## Trecho selecionado
Uma torre de Babel contra o neoliberalismo

Por Luciano Pereira 07/01/2006 às 22:09:20

No começo do século XXI, o Fórum Econômico Mundial completaria sua 15a edição. Apesar das recorrentes crises econômicas, os donos do dinheiro, que continuavam a acumular vitórias, se reuniriam mais uma vez em Davos, nos Alpes Suíços, para pregar a liberalização comercial. Mas naquele ano de 2001, surgia um inimigo declarado da globalização neoliberal defendida nos suntuosos hotéis da Suíça, era o Fórum Social Mundial, realizado na cidade de Porto Alegre, que aconteceria nos mesmos dias do encontro de Davos.

A idéia de fazer um encontro mundial das pessoas e movimentos sociais contrários às políticas representadas pelo Fórum Econômico Mundial partiu de um grupo de ONGs brasileiras, que se associou ao jornal francês Le Monde Diplomatique. Apesar da apreensão e da dúvida que paraivam sobre a viabilização do evento, pode-se dizer que o Fórum Social Mundial (FSM) foi um sucesso. Mais de 20.000 pessoas, de 117 países, foram até Porto Alegre sob o lema "um outro mundo é possível". Desde então, o FSM se estabeleceu como um contraponto a Davos, sempre que se fala nos endinheirados do Fórum Econômico Mundial (FEM), o "Povo de Porto Alegre" é lembrado obrigatoriamente.

Podemos medir o impacto do FSM pela mudança de discurso nas edições posteriores do FEM. Para não ver sua imagem corroída pelas críticas de Porto Alegre, os senhores de Davos se transformaram em empresários éticos e passaram a dar maior espaço em seus eventos para discussão de temas com coloração social e para as lideranças de ONGs, que se prestam a tal serviço. Ainda durante o 1o FSM, foi realizada uma teleconferência entre os representantes dos dois eventos, além da discussão não avançar por motivos óbvios, haja vista a incompatibilidade entre mundos tão opostos, o diálogo desagradou muitos ativistas em Porto Alegre, segundo eles, o objetivo declarado era credenciar e divulgar o recém-nascido FSM, mas isso poderia dar legitimidade ao FEM, já que eles se mostravam abertos ao diálogo.

Recentemente, surgiu uma bibliografia considerável sobre o tema, porém ainda há muita divergência entre os analistas e também entre os participantes. O que nos permite uma primeira aproximação ao nosso objeto: qualquer definição simples e direta do FSM é enganosa, se não, impossível.

O conflito de opiniões é inerente a qualquer tema político, mas no caso em questão, há um agravante, pois o FSM não faz parte da política convencional, por isso, o fenômeno tende a escapar ao nosso entendimento, pois ele não se explica a partir de nossas categorias tradicionais de pensamento. Quem insistir em analisar o Fórum nesses termos acabará por desacreditá-lo e não verá nele uma novidade histórica.

O FSM é um fenômeno desconcertante, ele nega claramente o modelo da globalização neoliberal e afirma que é possível uma sociedade justa, que respeite as diferenças e seja ecologicamente viável; no entanto, não há nenhuma definição quanto aos meios para se atingir esse outro mundo possível, tampouco é claro como será a produção e a distribuição de riquezas nesse novo mundo.

## Dados disponíveis
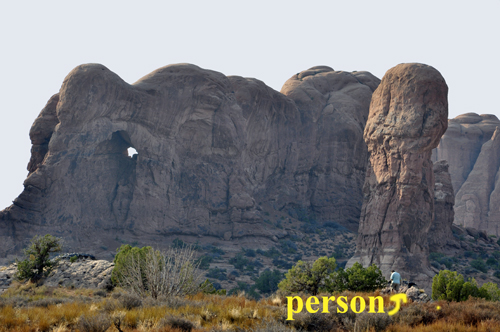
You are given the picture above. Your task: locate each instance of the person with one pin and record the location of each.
(395, 281)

## Tarefa solicitada 1
Com base no texto sobre o Fórum Social Mundial, responda:
(a) Em que cidade se realizou o Fórum Social Mundial em 2001?
(b) A que jornal francês se associou o grupo de ONGs brasileiras que teve a ideia do encontro?
(c) Que tipo de encontro entre representantes dos dois eventos aconteceu ainda durante o 1º FSM?
## Tarefa solicitada 2
Escreva a continuação do texto sobre o Fórum Social Mundial, começando logo depois da última frase apresentada.

## Resposta 1
(a) Porto Alegre.
(b) Le Monde Diplomatique.
(c) Uma teleconferência.

## Resposta 2
Diferenças em relação à esquerda tradicional

Para facilitar nossa compreensão, vamos compará-lo ao que, nos últimos 150 anos, se chamou de esquerda e, mais recentemente, esquerda tradicional. Segundo o historiador Immanuel Wallerstein, a característica fundamental dessa esquerda é dada pela "estratégia de dois passos", isto é, primeiro se controla o Estado e, depois, se muda o mundo. O controle do Estado como meio para a transformação da organização social foi o objetivo tanto de movimentos socialistas, que visavam mudar as relações de produção, quanto de movimentos anticolonias, que visavam a libertação nacional face às forças do imperialismo.

A mesma estratégia é usada tanto por reformistas que se submetem às regras da democracia representativa para obter a maioria dos votos populares, condição para se tornar governo, como também pelos movimentos revolucionários que tomam o poder por meio de um confronto armado contra as forças estatais (exército e polícia).

A história ensina que os ideais de justiça e emancipação, valores políticos que mobilizaram operários e camponeses, reverteram em seu contrário, pois as lideranças desses movimentos de esquerda, assim que tomaram o Estado, se transformaram em uma nova elite dominante, por isso, a maioria dos movimentos presentes no FSM não segue a "estratégia de dois passos".

Os partidos e sindicatos da esquerda tradicional tem uma estrutura hierarquizada, que opera com relações verticais de poder em forma piramidal, na qual o topo detem o controle político sobre a base. Ainda que não sejam todos, os movimentos do Fórum buscam por relações horizontais, nas quais não há separação entre dirigentes e subordinados. Mas à frente, veremos que o FSM recebe várias críticas quanto a isso, pois a horizontalidade é mais um ideal a ser atingido do que prática corrente entre e nos movimentos do Fórum.

O FSM não tem ideologia clara, ele não se define como social-democrata, comunista ou anarquista. A ausência de definição ideológica foi um expediente utilizado pelo Fórum para atrair toda gama de movimentos críticos à globalização neoliberal, uma definição rígida poderia afastar muitos deles. Essa ausência de definição é uma característica marcante do FSM e está presente em outros momentos, por exemplo, o FSM não possui manifesto, programa político, ou uma carta de intenções, nem mesmo uma declaração final é lançada no término do evento.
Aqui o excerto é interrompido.